Can you update these records so that every "Target" becomes "Label", with everything else left unchanged?

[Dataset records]
──────────
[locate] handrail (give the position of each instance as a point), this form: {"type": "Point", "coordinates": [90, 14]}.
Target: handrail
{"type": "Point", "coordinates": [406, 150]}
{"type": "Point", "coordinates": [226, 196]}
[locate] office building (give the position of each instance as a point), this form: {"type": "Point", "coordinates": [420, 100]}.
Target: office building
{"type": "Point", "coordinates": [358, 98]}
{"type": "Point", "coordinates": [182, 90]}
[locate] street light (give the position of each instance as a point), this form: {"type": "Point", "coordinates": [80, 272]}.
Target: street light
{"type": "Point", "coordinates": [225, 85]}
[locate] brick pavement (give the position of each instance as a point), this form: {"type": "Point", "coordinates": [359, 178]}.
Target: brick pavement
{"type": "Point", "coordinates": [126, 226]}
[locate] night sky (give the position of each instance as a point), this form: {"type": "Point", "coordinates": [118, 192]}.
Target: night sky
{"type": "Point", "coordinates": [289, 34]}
──────────
▶ SOLUTION TO THIS TASK
[locate] handrail (give the position of each instance as a point), this form: {"type": "Point", "coordinates": [90, 14]}.
Label: handrail
{"type": "Point", "coordinates": [406, 150]}
{"type": "Point", "coordinates": [226, 196]}
[locate] office building (give the position of each instance as a point), this form: {"type": "Point", "coordinates": [420, 100]}.
Label: office building
{"type": "Point", "coordinates": [358, 98]}
{"type": "Point", "coordinates": [182, 90]}
[locate] street light (give the position of each instance as a point), this form: {"type": "Point", "coordinates": [80, 272]}.
Label: street light
{"type": "Point", "coordinates": [225, 85]}
[locate] brick pavement (give the position of each instance as a point), this form: {"type": "Point", "coordinates": [359, 178]}.
Label: brick pavement
{"type": "Point", "coordinates": [126, 226]}
[locate] night sky (give the position of each instance as a point), this form: {"type": "Point", "coordinates": [118, 192]}.
Label: night sky
{"type": "Point", "coordinates": [289, 34]}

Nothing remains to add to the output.